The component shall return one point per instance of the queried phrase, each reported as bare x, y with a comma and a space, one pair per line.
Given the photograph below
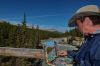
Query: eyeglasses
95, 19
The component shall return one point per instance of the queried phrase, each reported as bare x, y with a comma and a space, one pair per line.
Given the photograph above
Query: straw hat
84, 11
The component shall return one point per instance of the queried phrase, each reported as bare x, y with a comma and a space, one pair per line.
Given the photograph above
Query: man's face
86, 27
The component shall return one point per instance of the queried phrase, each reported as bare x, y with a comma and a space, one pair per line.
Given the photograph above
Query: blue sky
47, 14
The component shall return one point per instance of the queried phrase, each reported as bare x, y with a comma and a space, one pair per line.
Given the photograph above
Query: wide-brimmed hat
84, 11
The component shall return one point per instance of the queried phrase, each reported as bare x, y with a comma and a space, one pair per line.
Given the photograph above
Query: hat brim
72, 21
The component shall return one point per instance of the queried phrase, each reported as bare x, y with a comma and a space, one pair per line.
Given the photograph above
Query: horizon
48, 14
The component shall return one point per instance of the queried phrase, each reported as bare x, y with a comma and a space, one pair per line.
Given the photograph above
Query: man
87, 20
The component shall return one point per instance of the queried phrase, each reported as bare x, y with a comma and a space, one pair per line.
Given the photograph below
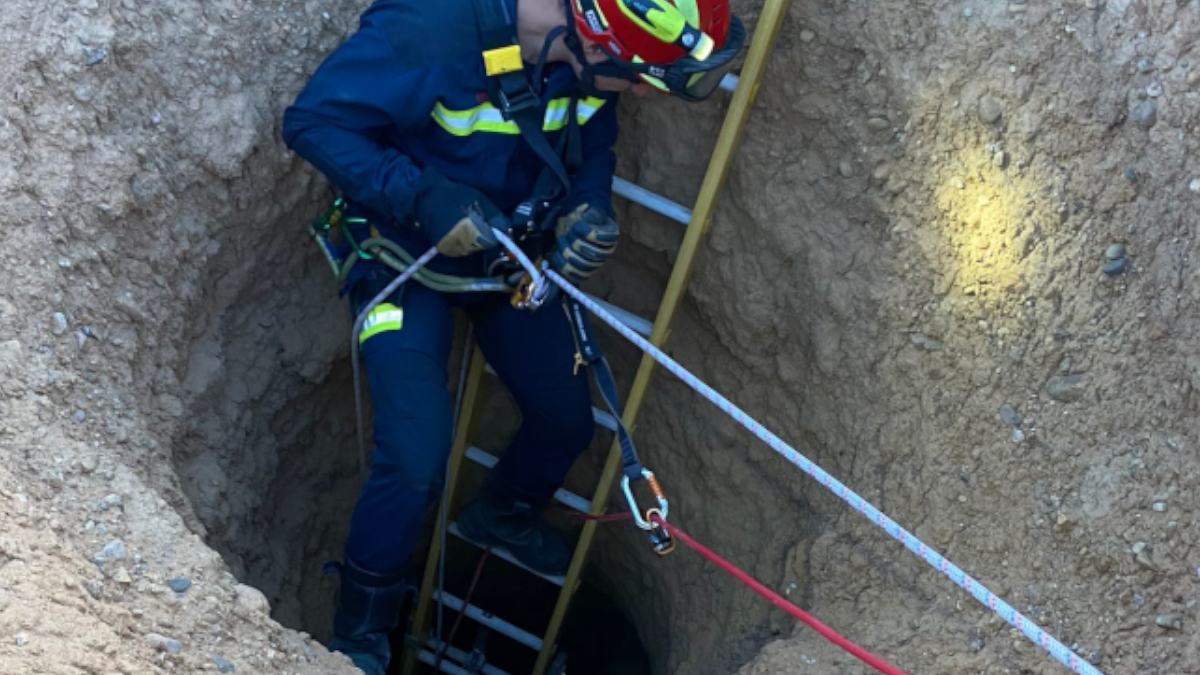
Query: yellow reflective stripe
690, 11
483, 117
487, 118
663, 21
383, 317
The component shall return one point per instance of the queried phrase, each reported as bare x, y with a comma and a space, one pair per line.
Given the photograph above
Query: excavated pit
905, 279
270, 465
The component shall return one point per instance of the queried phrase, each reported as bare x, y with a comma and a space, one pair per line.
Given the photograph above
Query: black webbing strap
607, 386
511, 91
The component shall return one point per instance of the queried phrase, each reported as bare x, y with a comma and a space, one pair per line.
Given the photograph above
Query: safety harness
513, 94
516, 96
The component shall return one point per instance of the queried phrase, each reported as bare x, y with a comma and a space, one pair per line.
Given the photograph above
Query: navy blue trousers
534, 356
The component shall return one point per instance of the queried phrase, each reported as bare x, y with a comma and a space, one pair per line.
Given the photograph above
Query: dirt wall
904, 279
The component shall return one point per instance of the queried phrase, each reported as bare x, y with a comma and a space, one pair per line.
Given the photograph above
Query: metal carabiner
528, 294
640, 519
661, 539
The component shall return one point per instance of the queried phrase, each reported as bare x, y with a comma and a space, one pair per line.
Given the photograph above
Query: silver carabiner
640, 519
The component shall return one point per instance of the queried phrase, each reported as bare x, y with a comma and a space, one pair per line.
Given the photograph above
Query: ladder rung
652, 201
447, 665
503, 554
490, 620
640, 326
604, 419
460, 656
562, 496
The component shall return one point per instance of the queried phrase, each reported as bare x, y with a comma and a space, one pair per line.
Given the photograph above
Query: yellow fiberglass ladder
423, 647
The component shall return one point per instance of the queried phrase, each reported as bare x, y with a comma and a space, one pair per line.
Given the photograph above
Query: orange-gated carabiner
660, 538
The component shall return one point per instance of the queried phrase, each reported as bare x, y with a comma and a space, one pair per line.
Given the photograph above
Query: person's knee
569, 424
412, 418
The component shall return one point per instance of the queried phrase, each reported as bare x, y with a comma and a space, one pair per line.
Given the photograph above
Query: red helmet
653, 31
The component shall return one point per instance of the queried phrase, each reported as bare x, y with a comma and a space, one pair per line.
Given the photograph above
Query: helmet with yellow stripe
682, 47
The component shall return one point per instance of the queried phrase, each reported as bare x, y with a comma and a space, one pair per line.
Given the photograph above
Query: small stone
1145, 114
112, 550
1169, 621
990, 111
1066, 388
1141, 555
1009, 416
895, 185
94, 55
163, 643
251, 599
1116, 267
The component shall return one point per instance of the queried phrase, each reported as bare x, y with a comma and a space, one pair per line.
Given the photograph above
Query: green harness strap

==

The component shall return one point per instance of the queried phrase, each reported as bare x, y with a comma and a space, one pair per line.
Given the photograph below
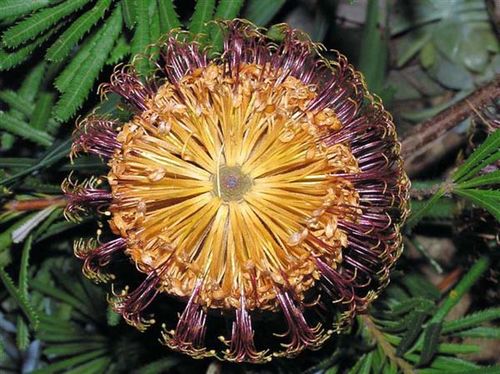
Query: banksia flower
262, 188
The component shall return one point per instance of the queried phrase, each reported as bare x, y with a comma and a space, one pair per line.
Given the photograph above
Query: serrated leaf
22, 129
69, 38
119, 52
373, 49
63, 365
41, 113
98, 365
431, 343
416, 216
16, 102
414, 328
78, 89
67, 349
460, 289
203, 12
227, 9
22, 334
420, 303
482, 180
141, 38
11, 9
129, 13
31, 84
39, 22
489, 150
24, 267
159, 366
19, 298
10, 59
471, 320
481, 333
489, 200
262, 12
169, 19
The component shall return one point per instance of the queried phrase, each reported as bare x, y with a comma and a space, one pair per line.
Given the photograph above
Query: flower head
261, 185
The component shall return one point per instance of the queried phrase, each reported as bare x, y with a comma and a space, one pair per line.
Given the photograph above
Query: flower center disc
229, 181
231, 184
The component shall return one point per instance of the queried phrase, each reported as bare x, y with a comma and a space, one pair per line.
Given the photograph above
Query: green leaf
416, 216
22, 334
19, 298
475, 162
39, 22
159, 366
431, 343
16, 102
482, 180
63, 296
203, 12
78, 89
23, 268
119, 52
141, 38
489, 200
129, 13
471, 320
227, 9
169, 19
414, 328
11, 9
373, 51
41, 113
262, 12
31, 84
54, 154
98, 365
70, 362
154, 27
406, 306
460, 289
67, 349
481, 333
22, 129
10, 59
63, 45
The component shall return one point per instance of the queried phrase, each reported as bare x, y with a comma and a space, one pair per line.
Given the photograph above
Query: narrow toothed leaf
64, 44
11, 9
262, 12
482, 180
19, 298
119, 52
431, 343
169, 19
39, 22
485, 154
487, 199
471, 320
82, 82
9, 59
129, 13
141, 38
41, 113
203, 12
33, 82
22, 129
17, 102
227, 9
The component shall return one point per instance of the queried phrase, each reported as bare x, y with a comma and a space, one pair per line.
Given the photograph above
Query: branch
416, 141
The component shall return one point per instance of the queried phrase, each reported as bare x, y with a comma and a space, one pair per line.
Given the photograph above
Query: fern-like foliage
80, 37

...

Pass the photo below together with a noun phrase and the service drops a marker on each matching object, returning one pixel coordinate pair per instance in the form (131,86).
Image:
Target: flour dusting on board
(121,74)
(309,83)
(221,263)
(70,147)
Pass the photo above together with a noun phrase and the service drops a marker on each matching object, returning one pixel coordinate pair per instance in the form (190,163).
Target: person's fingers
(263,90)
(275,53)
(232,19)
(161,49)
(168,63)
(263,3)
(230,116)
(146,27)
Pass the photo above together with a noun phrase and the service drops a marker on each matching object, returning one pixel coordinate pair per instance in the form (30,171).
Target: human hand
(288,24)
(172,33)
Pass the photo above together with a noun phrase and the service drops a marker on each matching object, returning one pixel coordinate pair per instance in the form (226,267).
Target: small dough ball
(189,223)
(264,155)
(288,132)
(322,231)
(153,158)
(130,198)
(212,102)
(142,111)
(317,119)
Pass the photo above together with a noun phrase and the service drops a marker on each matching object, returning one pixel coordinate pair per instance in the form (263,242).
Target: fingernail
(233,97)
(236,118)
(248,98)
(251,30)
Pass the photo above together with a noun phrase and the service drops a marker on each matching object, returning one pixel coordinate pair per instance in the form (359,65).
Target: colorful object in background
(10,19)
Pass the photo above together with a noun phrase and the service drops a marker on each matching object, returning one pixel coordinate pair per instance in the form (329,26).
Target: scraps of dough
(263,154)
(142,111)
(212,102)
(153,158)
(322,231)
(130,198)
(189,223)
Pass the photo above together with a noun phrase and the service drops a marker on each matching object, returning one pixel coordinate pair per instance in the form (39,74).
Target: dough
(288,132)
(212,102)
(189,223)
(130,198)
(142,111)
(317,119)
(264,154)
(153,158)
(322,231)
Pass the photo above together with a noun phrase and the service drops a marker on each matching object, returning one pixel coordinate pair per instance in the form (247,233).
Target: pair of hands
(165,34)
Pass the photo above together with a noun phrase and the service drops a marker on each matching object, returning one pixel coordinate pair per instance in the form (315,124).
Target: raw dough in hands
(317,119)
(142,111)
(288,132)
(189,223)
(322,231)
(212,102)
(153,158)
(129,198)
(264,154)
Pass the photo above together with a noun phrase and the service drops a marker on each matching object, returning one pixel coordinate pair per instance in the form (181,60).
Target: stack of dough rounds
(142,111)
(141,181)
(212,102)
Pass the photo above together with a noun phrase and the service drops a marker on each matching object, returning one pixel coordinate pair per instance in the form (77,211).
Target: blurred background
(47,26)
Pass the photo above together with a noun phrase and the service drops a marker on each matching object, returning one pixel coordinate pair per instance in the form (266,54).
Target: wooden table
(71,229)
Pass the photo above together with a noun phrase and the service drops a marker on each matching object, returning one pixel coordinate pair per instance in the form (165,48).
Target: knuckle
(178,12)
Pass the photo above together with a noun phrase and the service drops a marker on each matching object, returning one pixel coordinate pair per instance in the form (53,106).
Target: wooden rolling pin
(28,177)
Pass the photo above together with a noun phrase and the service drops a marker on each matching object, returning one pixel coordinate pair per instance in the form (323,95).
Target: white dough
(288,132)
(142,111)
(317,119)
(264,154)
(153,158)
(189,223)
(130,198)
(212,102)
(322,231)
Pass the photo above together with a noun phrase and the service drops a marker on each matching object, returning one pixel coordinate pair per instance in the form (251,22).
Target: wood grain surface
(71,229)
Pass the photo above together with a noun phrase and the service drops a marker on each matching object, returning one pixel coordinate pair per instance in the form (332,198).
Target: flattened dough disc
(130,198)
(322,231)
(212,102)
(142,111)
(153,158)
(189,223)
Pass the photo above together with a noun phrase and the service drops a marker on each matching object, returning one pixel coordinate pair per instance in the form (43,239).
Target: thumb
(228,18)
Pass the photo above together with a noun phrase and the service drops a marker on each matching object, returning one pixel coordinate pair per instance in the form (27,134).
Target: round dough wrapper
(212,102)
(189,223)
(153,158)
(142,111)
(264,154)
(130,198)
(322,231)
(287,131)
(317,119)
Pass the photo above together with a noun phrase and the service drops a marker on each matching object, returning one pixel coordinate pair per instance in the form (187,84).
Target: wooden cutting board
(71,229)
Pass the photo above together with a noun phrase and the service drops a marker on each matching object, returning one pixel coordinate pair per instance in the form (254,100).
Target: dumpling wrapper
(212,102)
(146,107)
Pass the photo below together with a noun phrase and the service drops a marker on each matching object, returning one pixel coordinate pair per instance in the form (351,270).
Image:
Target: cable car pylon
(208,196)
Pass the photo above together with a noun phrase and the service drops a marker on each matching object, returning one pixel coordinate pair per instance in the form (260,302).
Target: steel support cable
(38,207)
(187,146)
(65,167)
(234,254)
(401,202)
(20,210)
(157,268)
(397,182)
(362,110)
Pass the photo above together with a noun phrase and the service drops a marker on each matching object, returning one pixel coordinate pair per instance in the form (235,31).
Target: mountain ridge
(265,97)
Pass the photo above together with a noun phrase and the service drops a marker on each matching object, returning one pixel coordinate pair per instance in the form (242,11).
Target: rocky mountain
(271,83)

INSTRUCTIONS TO FOLLOW => Please collect every line from the listing above that contains the word "ladder", and copy each one in full.

THE OUTPUT =>
Query: ladder rung
Query: yellow fiberglass ladder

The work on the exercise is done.